Excerpt provided:

Recovering and getting back to routine daily activities after your LVAD surgery is a gradual process. Reading about other patients’ post-op experiences in the Community Forums may be helpful. Remember that many factors figure into recovery and every hospital follows different procedures. There’s no fixed timeline, and every patient is different. So your experience may be very different from another patient’s experience.
The goal of recovery, however, is always the same: to get you back home, with the best possible quality of life. It may not always be easy, and there may be good days and bad days. But with the support of your medical team and your family and loved ones, you can do it.
Immediately After the Surgery
Right after your LVAD implantation surgery, you’ll be moved to the intensive care unit (ICU) where you’ll stay for several days. During this time, you’ll be given fluids and medications through an intravenous (IV) line, and will need to stay connected to a ventilator until you’re able to breathe on your own. You’ll also have a tube in your bladder (a catheter) to drain your urine and tubes in your chest to drain fluid and blood.
Coming Off the Ventilator
When your breathing tube is removed, you’ll need to cough frequently, breathe deeply and use an incentive spirometer at regular intervals. It’s very important that you follow your nurse’s and respiratory therapist’s instructions, to prevent serious respiratory complications like pneumonia.
Recovering and Getting Ready for Life With Your LVAD
After your stay in the ICU, you’ll be moved to a cardiac step-down unit for the remainder of your recovery. It’s during this phase that nurses, physical therapists, and occupational therapists will help you gradually become more active and rebuild your strength, function, and independence. Read more about the next steps of recovery.
At this point you and your caregiver(s) will also begin your LVAD training (if it hasn’t already started). This is when, with the support of your medical team, you’ll learn the ins and outs of your LVAD equipment, and how to change the dressings around the driveline exit site.

Explore the material:
**1)** Please list the kinds of staff that the LVAD recovery text says will help you become more active in the cardiac step-down unit.
**2)** In the LVAD recovery text, what is the purpose of the tubes in the chest?
**3)** Summarize the LVAD recovery text in two sentences.

Supplied entries:
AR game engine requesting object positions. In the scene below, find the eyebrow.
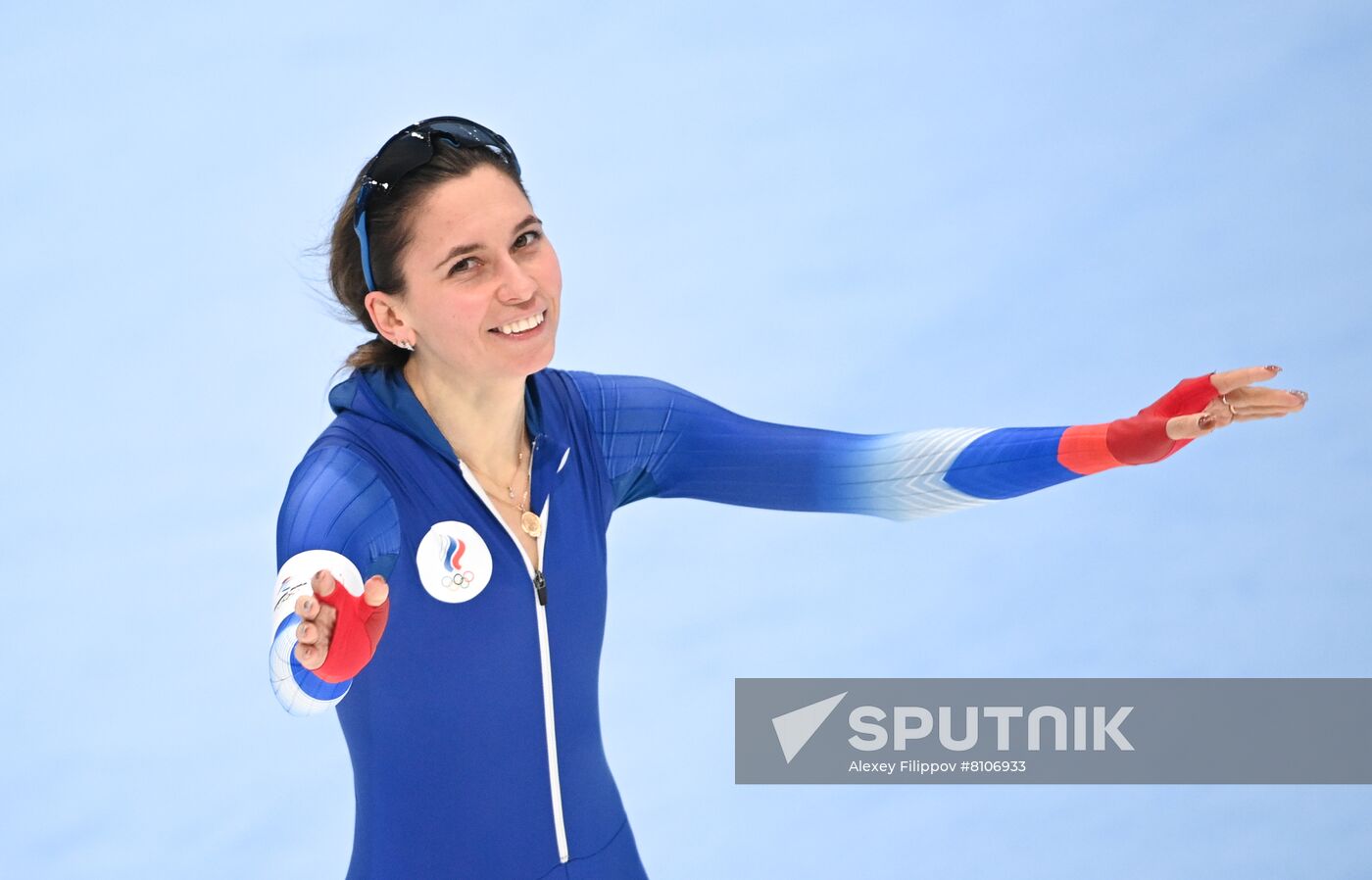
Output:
[433,215,543,269]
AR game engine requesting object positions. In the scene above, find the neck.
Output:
[404,356,528,479]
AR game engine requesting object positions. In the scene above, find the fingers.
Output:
[295,568,336,620]
[1210,366,1282,394]
[310,568,337,596]
[1167,408,1228,439]
[363,574,391,609]
[295,643,329,670]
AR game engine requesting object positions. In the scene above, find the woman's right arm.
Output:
[269,446,401,715]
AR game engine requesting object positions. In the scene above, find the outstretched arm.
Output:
[269,446,401,715]
[568,367,1304,519]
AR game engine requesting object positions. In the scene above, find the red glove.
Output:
[1057,372,1220,473]
[315,578,391,682]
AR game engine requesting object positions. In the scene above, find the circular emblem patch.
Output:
[415,519,491,602]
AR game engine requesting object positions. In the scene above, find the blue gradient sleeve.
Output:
[269,446,401,715]
[568,370,1081,520]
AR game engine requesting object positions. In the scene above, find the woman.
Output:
[271,117,1304,879]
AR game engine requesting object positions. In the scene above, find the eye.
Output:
[447,257,476,274]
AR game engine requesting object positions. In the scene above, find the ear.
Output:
[363,290,415,342]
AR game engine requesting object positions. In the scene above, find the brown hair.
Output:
[328,138,528,369]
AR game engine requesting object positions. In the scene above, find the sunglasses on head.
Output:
[353,117,520,290]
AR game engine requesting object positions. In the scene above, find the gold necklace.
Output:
[454,429,543,538]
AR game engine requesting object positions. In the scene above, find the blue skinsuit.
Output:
[271,367,1098,880]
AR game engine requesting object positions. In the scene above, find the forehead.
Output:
[411,165,532,249]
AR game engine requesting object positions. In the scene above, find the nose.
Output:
[495,254,538,305]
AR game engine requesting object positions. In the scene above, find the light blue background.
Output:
[0,3,1372,880]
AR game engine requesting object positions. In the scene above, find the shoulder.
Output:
[277,436,399,569]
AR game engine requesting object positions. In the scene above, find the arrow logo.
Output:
[772,691,848,763]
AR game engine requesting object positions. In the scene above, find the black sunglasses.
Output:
[353,117,520,290]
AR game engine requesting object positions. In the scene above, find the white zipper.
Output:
[457,439,568,863]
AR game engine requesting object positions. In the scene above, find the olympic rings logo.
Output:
[442,568,476,590]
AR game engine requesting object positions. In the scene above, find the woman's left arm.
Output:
[566,367,1306,519]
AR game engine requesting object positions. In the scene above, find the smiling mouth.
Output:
[486,309,548,336]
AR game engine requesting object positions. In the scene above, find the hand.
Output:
[1167,367,1310,439]
[1059,367,1306,473]
[295,569,391,682]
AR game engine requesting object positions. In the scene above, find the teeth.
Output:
[500,312,543,336]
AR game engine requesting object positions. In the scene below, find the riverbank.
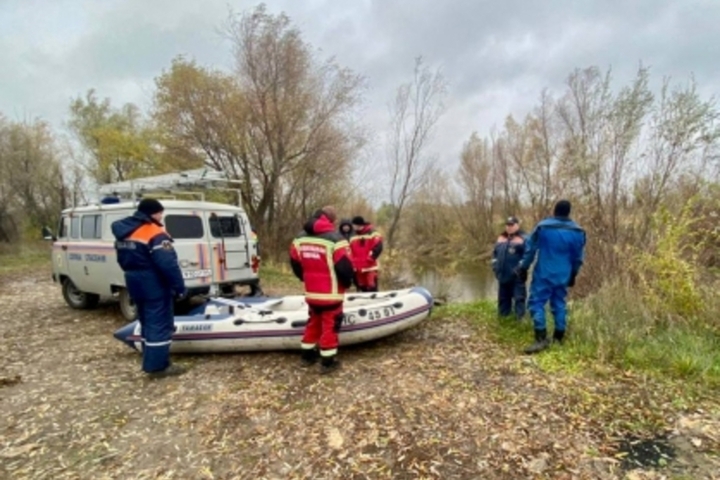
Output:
[0,253,720,479]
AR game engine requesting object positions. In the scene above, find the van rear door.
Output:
[163,209,213,289]
[208,211,252,283]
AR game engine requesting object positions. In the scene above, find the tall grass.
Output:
[441,282,720,389]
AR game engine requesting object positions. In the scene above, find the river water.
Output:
[408,266,497,302]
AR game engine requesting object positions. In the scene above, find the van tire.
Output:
[62,278,100,310]
[118,288,137,322]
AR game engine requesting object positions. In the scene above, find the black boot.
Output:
[525,329,550,355]
[300,348,320,367]
[320,355,340,375]
[147,363,187,379]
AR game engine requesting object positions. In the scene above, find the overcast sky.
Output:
[0,0,720,172]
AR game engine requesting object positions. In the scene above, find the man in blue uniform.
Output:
[112,198,187,378]
[515,200,585,354]
[493,217,527,320]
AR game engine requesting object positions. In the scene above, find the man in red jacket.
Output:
[350,216,383,292]
[290,207,353,373]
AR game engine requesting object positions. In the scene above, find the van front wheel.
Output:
[62,278,100,310]
[118,288,137,322]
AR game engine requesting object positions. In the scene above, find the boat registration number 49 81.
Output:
[343,307,395,325]
[183,269,212,280]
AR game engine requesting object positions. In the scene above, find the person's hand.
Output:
[513,265,527,282]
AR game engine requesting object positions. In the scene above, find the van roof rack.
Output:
[91,168,242,205]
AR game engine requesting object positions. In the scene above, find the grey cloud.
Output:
[0,0,720,169]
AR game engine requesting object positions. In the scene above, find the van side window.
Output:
[81,215,102,238]
[58,217,70,238]
[70,217,80,238]
[163,215,205,239]
[210,216,242,238]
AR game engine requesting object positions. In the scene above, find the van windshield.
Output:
[163,215,204,239]
[210,216,242,238]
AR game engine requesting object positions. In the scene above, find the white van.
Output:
[44,200,260,320]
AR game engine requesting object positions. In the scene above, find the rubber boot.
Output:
[320,355,340,375]
[525,329,550,355]
[148,364,187,379]
[300,348,320,367]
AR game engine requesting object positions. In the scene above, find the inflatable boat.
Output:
[114,287,433,353]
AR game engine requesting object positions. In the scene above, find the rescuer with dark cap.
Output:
[290,206,353,374]
[112,198,187,378]
[515,200,585,354]
[350,216,383,292]
[492,217,527,320]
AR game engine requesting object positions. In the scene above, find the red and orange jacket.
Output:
[350,224,383,272]
[290,214,354,304]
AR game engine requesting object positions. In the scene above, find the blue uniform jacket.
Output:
[493,231,528,283]
[112,212,185,301]
[521,217,585,285]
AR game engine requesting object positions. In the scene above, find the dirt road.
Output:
[0,272,720,480]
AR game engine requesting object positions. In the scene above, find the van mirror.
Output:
[42,227,57,242]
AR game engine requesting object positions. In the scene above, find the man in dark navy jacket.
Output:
[515,200,585,354]
[493,217,527,320]
[112,198,187,378]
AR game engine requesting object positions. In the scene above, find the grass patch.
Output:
[437,284,720,394]
[258,261,303,293]
[0,242,52,274]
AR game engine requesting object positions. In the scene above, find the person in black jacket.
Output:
[493,217,527,320]
[111,198,187,378]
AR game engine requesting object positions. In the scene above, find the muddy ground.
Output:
[0,272,720,480]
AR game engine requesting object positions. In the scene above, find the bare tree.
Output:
[155,5,364,253]
[387,58,447,248]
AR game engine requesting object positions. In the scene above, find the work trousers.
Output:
[498,279,527,319]
[528,277,567,332]
[135,295,174,373]
[301,302,343,357]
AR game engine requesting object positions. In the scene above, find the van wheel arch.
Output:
[60,276,100,310]
[117,287,137,322]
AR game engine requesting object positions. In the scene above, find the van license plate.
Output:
[183,270,212,280]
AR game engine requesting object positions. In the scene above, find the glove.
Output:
[513,265,527,282]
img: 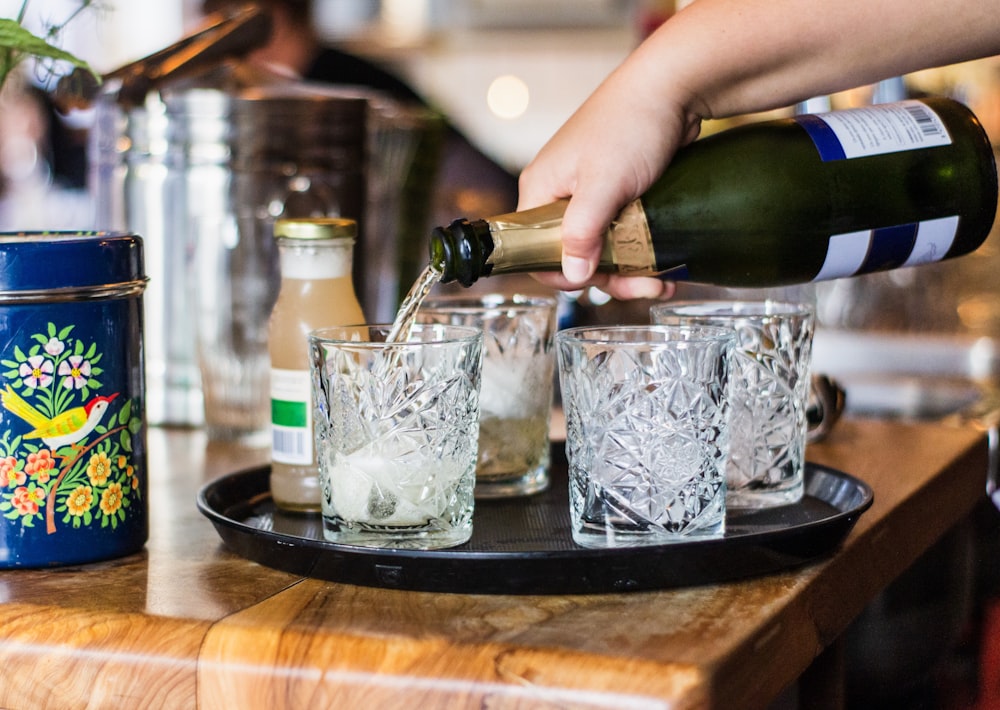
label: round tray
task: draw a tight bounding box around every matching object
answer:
[198,443,873,594]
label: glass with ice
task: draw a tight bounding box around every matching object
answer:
[650,300,815,508]
[309,325,483,549]
[556,326,735,548]
[417,294,556,498]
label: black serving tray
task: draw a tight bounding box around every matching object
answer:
[198,443,873,594]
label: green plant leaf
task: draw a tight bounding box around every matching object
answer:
[0,18,97,76]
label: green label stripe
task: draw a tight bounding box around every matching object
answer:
[271,399,308,427]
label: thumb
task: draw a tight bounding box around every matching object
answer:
[562,192,620,284]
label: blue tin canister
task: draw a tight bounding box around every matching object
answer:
[0,232,149,568]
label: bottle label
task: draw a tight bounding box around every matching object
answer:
[795,101,951,162]
[813,216,958,281]
[271,368,313,465]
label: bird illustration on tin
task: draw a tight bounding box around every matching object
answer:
[0,385,118,451]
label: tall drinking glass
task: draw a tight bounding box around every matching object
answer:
[556,326,734,547]
[309,325,483,549]
[417,294,556,498]
[651,300,814,508]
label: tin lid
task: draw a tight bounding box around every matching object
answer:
[274,217,358,240]
[0,232,145,296]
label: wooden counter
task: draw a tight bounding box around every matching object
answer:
[0,420,987,710]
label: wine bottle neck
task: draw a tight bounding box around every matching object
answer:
[486,200,656,274]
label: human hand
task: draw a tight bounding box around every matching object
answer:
[518,35,700,299]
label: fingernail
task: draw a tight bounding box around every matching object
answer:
[563,256,590,284]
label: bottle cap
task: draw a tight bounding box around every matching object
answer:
[274,217,358,240]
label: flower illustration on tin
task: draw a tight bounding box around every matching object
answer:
[0,323,142,535]
[43,338,66,357]
[66,486,94,518]
[17,355,54,390]
[59,355,90,390]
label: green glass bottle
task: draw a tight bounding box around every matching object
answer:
[430,98,997,286]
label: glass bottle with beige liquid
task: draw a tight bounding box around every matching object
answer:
[269,218,364,512]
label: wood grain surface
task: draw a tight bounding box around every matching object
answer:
[0,419,987,709]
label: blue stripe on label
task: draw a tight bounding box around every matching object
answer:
[858,224,917,274]
[795,114,847,162]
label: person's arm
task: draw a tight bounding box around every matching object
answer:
[518,0,1000,298]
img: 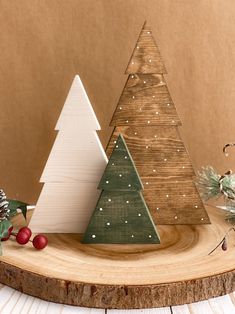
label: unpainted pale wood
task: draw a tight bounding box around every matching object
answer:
[110,74,181,126]
[108,307,171,314]
[55,75,100,130]
[30,75,107,233]
[125,23,166,74]
[0,208,235,309]
[40,131,107,185]
[29,182,100,233]
[106,126,210,225]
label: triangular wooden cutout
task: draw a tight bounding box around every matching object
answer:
[82,135,160,244]
[125,22,167,74]
[98,135,144,191]
[55,75,100,130]
[110,74,181,126]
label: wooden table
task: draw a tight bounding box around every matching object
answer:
[0,285,235,314]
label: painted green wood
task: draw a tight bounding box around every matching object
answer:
[98,135,143,191]
[82,191,160,244]
[82,135,160,244]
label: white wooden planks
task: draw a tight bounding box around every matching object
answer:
[107,307,171,314]
[29,75,108,233]
[29,182,101,233]
[55,75,100,130]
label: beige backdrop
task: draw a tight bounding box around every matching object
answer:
[0,0,235,203]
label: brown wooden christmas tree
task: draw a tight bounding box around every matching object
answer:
[107,23,210,224]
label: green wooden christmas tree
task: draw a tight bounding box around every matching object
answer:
[82,135,160,244]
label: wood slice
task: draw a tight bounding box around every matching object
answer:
[0,208,235,309]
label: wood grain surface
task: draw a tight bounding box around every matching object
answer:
[106,126,210,225]
[106,24,210,224]
[110,73,181,127]
[0,208,235,309]
[0,285,235,314]
[126,22,166,74]
[30,75,107,233]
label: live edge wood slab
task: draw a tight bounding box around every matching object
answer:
[0,208,235,309]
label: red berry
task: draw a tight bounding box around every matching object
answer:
[16,231,30,245]
[33,234,48,250]
[18,227,32,237]
[1,226,13,241]
[221,239,228,251]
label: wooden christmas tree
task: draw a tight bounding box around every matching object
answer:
[30,75,107,233]
[107,24,210,224]
[82,135,160,244]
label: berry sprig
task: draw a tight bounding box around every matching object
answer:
[208,227,235,255]
[1,226,48,250]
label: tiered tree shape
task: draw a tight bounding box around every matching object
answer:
[30,75,107,233]
[106,24,210,224]
[82,135,160,244]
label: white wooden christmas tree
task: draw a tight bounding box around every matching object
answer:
[29,75,108,233]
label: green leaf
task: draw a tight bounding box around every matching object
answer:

Completed exercise:
**1)** Nurses, physical therapists, and occupational therapists.

**2)** They drain fluid and blood.

**3)** Recovery after LVAD surgery is a gradual process with no fixed timeline, and its goal is to get the patient back home with the best possible quality of life. After several days in the ICU on IV lines, a ventilator, and drainage tubes, the patient moves to a cardiac step-down unit to rebuild strength and begin LVAD training, including how to change the dressings around the driveline exit site.